> **Consignes**
**a)** Répondez à ces questions sur le texte au sujet du produit sorti de laboratoire :
(i) Selon le texte, sur quoi repose la soumission ?
(ii) Qu'est-ce que ce produit est supposé devenir à l'échelle planétaire ?
(iii) Qu'est-ce que le texte présente comme une construction sociale à déconstruire ?
**b)** Recopiez le texte sur le produit sorti de laboratoire, de « Sur quoi repose » à « faut donc déconstruire. ».
**c)** Poursuivez le texte sur le produit sorti de laboratoire, à partir de la dernière phrase donnée.

> **Extrait de page**
□ □ □ □ □
Déjà, mesurons à quel point tout ceci est une extrapolation folle. Un produit sort de laboratoire et il est supposé comestible, sain, et devant être la nouvelle norme à l'échelle planétaire. Ni plus ni moins que cela. Rien que cela, cette acceptation banale, molle ou enthousiaste de ce paradigme tenant du fantastique est extrêmement choquant. Le degré de soumission est impensable, au niveau des idées seulement.
Sur quoi repose cette soumission ? Le progressisme. La technologie est forcément bien. Toute innovation est bien par principe, et est définitive, et remplace tout ce qui avait avant elle. Même le biologique est une construction sociale qu'il faut donc déconstruire.
Autre incohérence. il y a la mode d'être contre "le grand capital", d'être contre les pesticides, le pouvoir des labos, de l'industrie pharmaceutique, la mode du consommer local, de tout faire soi-même. Et des gens soutiennent automatiquement cette pseudo innovation de pseudo substitut, sans y voir une once d'illogisme. Alors qu'il n'y a rien de plus diamétralement opposé. Le paradigme soutenant cet avis automatique est déjà bien ancré.
□ □ □ □ □
Extraits du jeu de données:
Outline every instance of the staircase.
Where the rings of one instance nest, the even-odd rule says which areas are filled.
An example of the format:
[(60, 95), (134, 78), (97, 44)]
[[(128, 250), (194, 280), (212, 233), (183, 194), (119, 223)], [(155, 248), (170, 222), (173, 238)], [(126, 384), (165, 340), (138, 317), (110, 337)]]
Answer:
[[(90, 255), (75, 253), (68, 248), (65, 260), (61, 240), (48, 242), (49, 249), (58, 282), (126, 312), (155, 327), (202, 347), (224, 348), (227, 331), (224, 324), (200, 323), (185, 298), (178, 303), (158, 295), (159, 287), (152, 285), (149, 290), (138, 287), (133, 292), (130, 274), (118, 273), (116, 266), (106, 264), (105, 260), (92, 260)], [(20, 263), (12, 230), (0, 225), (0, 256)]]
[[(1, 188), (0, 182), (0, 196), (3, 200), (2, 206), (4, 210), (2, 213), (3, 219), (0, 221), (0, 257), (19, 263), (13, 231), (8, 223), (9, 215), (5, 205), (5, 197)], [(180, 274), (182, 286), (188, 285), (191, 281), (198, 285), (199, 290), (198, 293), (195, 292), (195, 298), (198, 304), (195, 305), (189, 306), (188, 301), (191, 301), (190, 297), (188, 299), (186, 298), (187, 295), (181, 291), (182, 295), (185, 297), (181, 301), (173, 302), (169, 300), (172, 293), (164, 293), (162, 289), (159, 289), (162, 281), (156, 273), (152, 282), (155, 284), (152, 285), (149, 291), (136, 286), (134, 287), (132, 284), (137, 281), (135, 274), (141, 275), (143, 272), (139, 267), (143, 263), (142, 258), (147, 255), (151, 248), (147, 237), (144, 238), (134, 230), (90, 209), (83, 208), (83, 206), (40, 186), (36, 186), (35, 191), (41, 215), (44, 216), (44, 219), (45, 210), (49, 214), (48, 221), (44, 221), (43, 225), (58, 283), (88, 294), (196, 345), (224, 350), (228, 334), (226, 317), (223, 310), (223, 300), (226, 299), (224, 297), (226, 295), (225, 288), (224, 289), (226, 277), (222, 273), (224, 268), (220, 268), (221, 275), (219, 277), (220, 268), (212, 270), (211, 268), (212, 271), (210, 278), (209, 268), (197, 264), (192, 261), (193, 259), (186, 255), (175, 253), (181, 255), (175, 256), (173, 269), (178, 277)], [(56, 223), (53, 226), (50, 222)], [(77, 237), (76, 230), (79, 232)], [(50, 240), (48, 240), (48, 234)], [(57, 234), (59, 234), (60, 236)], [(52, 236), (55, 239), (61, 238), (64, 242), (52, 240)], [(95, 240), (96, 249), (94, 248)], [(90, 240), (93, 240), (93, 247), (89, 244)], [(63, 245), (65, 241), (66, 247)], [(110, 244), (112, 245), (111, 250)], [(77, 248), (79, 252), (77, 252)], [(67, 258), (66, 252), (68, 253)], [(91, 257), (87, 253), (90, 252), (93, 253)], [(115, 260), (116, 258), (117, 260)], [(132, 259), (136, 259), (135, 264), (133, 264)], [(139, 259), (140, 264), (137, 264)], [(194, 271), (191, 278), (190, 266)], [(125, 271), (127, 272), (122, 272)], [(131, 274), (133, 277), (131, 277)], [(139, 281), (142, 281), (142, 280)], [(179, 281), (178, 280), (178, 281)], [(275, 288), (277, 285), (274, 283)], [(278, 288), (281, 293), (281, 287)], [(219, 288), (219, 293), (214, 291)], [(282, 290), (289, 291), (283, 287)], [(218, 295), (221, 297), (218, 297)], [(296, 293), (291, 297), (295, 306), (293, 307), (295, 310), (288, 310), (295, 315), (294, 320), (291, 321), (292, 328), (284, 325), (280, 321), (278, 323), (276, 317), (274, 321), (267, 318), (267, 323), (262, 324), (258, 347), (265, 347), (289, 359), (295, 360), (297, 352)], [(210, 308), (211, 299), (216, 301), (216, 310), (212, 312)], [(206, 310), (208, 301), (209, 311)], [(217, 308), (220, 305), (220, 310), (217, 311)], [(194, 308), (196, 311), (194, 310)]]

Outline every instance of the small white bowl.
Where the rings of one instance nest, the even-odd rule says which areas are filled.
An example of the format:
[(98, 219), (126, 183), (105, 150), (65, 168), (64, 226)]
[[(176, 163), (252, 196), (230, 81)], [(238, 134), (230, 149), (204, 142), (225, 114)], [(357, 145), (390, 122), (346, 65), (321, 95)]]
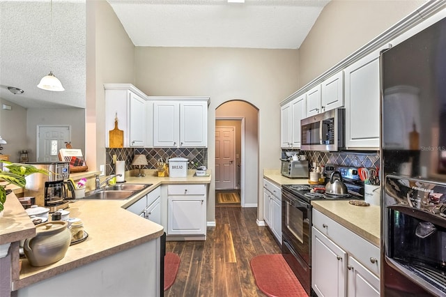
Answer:
[(47, 208), (46, 207), (38, 206), (37, 205), (31, 205), (29, 208), (25, 209), (25, 211), (30, 217), (31, 215), (36, 215), (36, 217), (48, 218), (49, 208)]

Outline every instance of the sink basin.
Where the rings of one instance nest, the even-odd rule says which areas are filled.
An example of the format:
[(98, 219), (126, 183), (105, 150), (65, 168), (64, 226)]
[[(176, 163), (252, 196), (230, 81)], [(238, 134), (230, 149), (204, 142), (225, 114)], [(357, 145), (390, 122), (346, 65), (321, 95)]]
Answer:
[(103, 199), (103, 200), (124, 200), (134, 194), (134, 191), (107, 190), (93, 192), (91, 194), (86, 194), (86, 199)]
[(152, 184), (144, 183), (121, 183), (105, 188), (107, 191), (141, 191), (150, 187)]

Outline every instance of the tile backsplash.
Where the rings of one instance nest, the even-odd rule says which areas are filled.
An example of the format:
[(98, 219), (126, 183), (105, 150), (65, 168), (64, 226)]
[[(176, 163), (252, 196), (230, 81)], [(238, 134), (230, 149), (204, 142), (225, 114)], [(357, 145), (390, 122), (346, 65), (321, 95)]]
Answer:
[[(282, 150), (291, 151), (291, 150)], [(353, 167), (379, 168), (379, 152), (355, 152), (346, 151), (341, 152), (301, 151), (305, 153), (310, 165), (316, 162), (318, 165), (334, 164)]]
[[(164, 162), (170, 158), (183, 157), (189, 159), (189, 168), (204, 165), (208, 167), (207, 148), (106, 148), (105, 162), (106, 174), (114, 174), (115, 165), (113, 164), (113, 155), (116, 155), (116, 160), (125, 161), (125, 171), (135, 169), (132, 166), (134, 155), (143, 154), (147, 158), (147, 166), (141, 169), (155, 169), (157, 162), (162, 158)], [(194, 162), (194, 164), (192, 163)]]

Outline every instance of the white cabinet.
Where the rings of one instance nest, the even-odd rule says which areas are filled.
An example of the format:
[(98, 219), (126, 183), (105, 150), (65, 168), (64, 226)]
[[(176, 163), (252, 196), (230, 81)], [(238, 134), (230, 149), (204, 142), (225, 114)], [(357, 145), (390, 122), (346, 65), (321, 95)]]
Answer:
[(160, 187), (157, 187), (126, 209), (142, 218), (161, 224), (160, 197)]
[(209, 98), (150, 97), (153, 146), (206, 147)]
[(206, 236), (206, 185), (169, 185), (167, 195), (167, 235)]
[(306, 93), (307, 112), (305, 117), (309, 117), (321, 113), (321, 84), (318, 84)]
[(322, 82), (321, 110), (326, 112), (344, 106), (344, 71)]
[(312, 287), (318, 296), (379, 296), (380, 250), (313, 209)]
[(124, 147), (145, 146), (146, 137), (146, 96), (129, 84), (105, 84), (105, 146), (109, 131), (118, 128), (124, 134)]
[(307, 95), (280, 107), (280, 146), (300, 148), (300, 120), (306, 116)]
[(344, 72), (339, 71), (308, 91), (305, 117), (344, 106)]
[(282, 244), (282, 190), (263, 178), (263, 220)]
[(280, 107), (280, 147), (291, 147), (291, 102)]
[(317, 229), (312, 233), (313, 289), (320, 297), (345, 296), (347, 253)]
[(344, 69), (347, 148), (379, 148), (380, 50)]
□ □ □ □ □
> **Réponses**
**a)**
(i) Sur le progressisme.
(ii) La nouvelle norme.
(iii) Le biologique.

**b)**
Sur quoi repose cette soumission ? Le progressisme. La technologie est forcément bien. Toute innovation est bien par principe, et est définitive, et remplace tout ce qui avait avant elle. Même le biologique est une construction sociale qu'il faut donc déconstruire.

**c)**
Aussi, il y a des gens qui sont contre le progressisme social, le lgbtqism, les délires de changement de sexe, et autres troubles identitaires superficiels. Et curieusement, ça ne les choquent pas plus que ça de dire qu'une cellule de viande clonée est une bonne chose. Par là, s'il faut le préciser, ils disent que la nature est une construction sociale.
Faut pas se leurrer, on dit qu'on veut imiter la viande, mais si ce phénomène s'impose (avant de s'effondrer), ça concernera tous les aliments, et toutes les boissons. Au passage, qu'est-ce qui nous empêchera de manger des cellules clonées de muscle humain ? Oui, nous pourrions manger la chair de célébrité. Cannibale, anthropophage. On pourrait même se manger nous-mêmes.
Encore une chose surprenante, même de la part de pseudo "rationalistes", est d'en plus de tous les problèmes cités auparavant, que cela tient d'une pensée magique. Cet aliment supposé est fabriqué à partir de rien ? Quelles ressources ? En quelle quantité ? Ressource renouvelable comme est "renouvelable" une race bovine et de l'herbe ? Un des arguments avancés est la déprise territoriale. Cela repose sur le présupposé que "la nature" est mieux sans l'humain. Chose étonnant pour des gens si prompt à sortir la carte "appel à la nature", ou dire que l'on romance la nature. La déprise agricole est déjà là, du moins en France et dans certaines autres régions du monde, mais parfois l'inverse aussi. La forêt augmente en surface, mais aussi les incendies (volatilité du stockage de carbone par la forêt). Et la biodiversité n'augmente pas pour autant.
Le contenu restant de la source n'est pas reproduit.